**Problem statement**
Go through the entries and copy every line that has the string "below" in it.

Entries taken from a collection
##########
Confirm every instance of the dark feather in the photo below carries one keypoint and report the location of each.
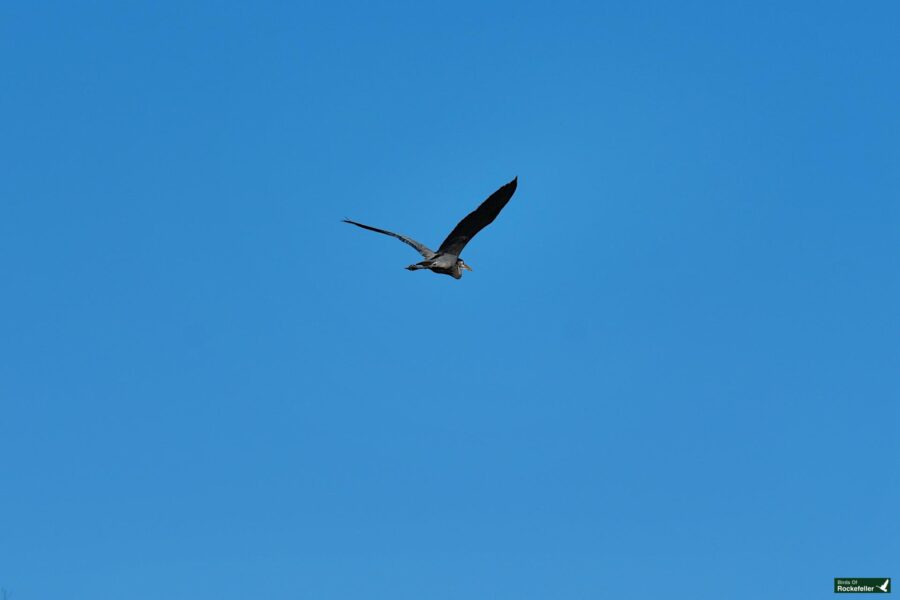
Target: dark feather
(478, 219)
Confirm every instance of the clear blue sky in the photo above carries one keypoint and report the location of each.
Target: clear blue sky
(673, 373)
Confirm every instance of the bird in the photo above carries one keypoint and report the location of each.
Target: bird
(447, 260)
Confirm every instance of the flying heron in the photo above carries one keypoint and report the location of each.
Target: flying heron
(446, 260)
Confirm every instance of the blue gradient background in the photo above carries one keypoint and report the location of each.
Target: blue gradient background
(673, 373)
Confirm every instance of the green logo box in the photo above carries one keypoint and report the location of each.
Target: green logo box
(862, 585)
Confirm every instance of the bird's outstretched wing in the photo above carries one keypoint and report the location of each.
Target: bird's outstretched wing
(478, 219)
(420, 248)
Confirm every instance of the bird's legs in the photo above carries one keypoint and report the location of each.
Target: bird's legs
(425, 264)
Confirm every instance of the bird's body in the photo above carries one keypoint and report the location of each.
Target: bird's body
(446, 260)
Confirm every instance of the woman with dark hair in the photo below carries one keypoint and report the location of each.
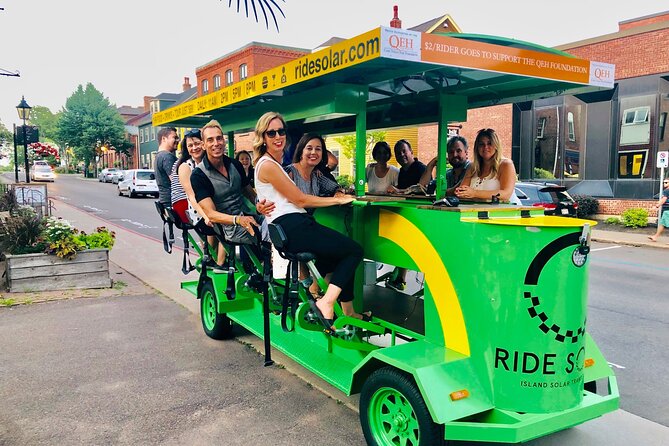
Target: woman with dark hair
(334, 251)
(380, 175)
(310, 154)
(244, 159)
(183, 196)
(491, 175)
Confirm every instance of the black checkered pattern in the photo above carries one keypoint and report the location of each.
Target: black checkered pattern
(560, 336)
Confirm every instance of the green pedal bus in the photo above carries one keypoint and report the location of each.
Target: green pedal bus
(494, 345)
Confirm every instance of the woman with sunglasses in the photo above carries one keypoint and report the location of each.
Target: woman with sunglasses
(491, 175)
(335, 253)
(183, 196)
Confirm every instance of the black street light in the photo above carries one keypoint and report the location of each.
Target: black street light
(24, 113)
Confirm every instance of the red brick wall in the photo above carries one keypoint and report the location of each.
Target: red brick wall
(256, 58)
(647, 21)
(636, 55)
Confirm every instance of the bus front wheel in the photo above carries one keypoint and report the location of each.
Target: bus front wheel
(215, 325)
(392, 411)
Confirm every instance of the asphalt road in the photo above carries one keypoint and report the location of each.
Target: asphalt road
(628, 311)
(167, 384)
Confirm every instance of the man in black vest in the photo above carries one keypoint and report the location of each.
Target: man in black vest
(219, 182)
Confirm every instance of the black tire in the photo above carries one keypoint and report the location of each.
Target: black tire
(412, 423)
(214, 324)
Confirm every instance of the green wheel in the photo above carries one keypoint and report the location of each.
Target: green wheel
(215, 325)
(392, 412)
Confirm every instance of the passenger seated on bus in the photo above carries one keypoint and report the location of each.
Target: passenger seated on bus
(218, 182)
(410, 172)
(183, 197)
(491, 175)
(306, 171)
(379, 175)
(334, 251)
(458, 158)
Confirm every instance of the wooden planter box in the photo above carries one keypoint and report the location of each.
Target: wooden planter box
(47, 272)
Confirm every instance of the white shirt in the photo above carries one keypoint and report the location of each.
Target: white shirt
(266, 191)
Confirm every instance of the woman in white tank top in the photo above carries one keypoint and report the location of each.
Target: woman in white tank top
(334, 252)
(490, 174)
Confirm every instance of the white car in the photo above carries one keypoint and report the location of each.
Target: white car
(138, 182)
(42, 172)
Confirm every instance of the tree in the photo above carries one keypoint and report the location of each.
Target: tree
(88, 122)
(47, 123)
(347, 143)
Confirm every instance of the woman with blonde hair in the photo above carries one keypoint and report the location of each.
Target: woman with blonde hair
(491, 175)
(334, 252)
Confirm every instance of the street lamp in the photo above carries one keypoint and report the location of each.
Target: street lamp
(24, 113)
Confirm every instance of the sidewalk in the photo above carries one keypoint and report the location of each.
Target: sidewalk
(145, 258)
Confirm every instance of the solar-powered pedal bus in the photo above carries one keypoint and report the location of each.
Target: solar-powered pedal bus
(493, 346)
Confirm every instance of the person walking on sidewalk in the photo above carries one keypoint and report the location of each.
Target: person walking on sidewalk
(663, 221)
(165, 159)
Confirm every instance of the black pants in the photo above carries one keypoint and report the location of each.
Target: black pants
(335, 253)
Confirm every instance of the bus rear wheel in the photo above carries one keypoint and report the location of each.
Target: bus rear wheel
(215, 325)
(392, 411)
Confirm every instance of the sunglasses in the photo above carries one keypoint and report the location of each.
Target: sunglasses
##########
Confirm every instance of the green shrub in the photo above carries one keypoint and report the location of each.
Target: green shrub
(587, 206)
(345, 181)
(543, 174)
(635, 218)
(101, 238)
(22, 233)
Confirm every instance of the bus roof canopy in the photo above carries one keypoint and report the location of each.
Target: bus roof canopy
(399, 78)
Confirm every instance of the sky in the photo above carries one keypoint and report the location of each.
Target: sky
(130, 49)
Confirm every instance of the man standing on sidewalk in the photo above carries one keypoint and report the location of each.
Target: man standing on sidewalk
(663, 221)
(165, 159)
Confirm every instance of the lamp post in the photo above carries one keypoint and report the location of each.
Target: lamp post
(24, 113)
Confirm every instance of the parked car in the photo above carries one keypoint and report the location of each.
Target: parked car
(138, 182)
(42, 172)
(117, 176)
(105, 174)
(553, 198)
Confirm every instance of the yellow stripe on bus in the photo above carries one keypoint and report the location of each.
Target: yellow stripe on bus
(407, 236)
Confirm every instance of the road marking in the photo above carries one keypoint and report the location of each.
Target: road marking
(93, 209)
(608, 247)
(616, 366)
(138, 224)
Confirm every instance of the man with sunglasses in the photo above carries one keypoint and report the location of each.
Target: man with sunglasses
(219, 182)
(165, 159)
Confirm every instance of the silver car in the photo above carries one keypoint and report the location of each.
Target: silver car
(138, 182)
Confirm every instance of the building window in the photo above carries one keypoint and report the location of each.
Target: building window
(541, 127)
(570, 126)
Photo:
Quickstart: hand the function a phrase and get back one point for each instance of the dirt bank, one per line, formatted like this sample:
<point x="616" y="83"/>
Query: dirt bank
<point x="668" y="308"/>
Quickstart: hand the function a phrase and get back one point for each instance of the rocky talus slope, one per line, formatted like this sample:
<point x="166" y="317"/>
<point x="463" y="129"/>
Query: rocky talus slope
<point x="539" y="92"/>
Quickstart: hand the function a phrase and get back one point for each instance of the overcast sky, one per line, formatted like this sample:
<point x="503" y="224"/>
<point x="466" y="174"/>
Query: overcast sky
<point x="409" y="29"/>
##########
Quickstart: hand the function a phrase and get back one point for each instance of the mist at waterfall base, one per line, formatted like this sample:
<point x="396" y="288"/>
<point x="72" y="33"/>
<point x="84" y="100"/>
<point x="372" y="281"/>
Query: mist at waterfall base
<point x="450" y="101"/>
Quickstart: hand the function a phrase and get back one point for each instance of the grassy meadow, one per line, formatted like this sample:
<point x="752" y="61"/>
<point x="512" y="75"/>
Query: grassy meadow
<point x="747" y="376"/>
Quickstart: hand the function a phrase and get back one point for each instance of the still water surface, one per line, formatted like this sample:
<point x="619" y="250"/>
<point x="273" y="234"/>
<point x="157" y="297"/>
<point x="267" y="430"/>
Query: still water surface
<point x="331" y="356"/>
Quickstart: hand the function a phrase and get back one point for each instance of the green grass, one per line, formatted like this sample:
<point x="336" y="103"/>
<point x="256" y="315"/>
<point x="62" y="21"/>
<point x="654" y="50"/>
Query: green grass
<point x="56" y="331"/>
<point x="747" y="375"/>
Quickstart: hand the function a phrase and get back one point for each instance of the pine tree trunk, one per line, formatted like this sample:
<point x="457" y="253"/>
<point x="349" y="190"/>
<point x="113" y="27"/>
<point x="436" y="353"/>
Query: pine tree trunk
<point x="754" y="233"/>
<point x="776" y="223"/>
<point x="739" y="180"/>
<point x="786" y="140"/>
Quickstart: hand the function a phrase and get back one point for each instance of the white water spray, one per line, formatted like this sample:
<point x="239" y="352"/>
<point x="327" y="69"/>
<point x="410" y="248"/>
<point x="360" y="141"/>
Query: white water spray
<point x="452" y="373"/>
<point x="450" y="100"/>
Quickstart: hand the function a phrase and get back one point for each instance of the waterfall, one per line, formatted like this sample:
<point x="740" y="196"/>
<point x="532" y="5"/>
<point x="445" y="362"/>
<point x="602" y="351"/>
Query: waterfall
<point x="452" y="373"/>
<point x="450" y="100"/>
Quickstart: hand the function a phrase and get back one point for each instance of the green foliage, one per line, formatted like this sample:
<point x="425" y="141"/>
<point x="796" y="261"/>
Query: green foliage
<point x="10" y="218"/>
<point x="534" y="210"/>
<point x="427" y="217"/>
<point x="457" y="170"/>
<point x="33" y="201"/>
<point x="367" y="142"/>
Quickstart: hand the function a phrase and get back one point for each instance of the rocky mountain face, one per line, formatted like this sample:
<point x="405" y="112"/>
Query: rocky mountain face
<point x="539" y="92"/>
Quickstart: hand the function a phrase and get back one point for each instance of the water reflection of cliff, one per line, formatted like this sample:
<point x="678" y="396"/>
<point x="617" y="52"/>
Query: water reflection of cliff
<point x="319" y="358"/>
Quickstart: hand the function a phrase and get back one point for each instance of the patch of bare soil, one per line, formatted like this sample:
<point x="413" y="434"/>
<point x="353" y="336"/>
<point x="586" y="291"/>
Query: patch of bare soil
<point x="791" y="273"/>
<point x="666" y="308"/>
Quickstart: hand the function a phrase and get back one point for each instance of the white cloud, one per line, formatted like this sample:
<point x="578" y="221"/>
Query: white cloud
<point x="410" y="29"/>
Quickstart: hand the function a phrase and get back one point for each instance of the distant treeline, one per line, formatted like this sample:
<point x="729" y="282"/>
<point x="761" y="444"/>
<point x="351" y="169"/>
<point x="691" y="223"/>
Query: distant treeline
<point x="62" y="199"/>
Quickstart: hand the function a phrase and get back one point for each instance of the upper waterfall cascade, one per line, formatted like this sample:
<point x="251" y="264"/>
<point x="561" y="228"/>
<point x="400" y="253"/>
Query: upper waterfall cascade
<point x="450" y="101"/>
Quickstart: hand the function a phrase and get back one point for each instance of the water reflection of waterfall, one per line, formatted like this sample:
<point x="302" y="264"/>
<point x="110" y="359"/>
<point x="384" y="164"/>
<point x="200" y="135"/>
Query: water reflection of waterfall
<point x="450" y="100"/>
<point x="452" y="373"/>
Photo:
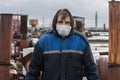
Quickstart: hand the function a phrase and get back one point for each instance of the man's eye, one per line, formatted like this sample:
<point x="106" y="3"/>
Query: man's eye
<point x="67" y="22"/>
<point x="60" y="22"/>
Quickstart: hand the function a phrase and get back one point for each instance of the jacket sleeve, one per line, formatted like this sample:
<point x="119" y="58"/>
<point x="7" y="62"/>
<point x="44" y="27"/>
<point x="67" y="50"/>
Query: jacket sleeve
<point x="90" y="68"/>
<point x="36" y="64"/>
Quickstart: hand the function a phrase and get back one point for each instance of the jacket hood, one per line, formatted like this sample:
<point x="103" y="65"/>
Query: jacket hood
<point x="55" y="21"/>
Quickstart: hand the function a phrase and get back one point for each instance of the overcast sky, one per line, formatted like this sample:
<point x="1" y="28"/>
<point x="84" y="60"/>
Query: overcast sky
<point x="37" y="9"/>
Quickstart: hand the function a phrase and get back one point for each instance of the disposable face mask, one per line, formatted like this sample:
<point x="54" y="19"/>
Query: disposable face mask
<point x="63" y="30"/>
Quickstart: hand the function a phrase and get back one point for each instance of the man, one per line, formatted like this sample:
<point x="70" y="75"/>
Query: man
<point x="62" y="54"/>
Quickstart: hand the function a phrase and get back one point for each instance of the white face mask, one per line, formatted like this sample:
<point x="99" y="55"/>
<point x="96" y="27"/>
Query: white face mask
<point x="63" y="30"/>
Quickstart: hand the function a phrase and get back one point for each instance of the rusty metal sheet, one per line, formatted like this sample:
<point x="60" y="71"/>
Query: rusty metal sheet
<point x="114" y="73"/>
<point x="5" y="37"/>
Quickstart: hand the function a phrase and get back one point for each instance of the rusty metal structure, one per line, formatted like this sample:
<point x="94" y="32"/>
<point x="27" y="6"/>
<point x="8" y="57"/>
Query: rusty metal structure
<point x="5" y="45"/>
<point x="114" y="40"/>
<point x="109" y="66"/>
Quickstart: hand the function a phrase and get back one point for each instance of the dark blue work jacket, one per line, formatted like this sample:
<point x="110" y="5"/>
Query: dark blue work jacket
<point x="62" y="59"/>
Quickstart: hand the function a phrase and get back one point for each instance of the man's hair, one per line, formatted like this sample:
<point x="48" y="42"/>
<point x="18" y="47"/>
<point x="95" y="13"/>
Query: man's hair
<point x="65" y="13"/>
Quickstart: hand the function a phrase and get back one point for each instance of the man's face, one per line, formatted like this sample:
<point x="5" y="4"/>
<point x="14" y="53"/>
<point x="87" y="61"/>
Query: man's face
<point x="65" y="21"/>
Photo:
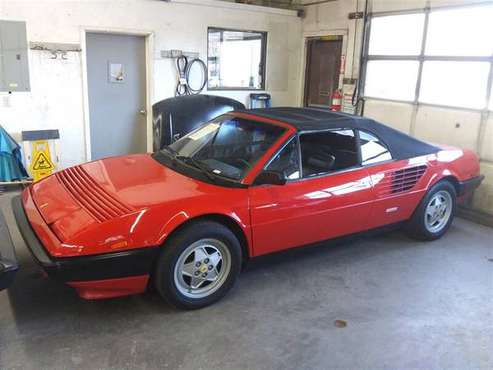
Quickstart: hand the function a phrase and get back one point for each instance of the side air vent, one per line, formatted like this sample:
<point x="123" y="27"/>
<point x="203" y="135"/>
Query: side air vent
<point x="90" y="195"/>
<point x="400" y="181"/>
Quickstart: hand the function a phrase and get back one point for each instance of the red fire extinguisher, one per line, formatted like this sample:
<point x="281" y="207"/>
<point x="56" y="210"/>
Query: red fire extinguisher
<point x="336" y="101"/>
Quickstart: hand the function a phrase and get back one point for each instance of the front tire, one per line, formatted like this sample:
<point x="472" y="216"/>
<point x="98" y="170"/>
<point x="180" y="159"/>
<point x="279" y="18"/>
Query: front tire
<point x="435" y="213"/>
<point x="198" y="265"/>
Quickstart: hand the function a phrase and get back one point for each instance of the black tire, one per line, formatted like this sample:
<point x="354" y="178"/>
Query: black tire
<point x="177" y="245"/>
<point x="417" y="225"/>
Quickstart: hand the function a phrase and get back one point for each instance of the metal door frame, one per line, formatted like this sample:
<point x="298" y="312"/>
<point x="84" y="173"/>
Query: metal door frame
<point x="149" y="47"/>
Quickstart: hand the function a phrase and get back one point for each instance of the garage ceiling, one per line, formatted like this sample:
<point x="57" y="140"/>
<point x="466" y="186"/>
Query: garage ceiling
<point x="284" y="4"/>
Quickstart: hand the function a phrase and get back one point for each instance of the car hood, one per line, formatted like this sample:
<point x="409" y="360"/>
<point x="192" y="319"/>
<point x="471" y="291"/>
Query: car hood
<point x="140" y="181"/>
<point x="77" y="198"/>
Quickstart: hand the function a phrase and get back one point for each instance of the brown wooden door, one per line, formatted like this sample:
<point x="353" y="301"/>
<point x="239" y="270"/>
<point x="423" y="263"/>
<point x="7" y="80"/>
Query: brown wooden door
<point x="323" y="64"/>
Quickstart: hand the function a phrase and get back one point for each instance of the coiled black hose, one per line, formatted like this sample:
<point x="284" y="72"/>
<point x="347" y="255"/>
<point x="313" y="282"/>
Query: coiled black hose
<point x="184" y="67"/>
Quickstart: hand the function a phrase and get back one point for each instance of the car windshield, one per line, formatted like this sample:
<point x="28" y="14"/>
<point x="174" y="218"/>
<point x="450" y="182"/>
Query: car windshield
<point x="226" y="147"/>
##########
**Response**
Confirm every instance of the dark feather in the photo below carries one keypoint and report the location of each.
Confirm every instance of the woman with dark hair in the photo below carries one keypoint and report the location of each.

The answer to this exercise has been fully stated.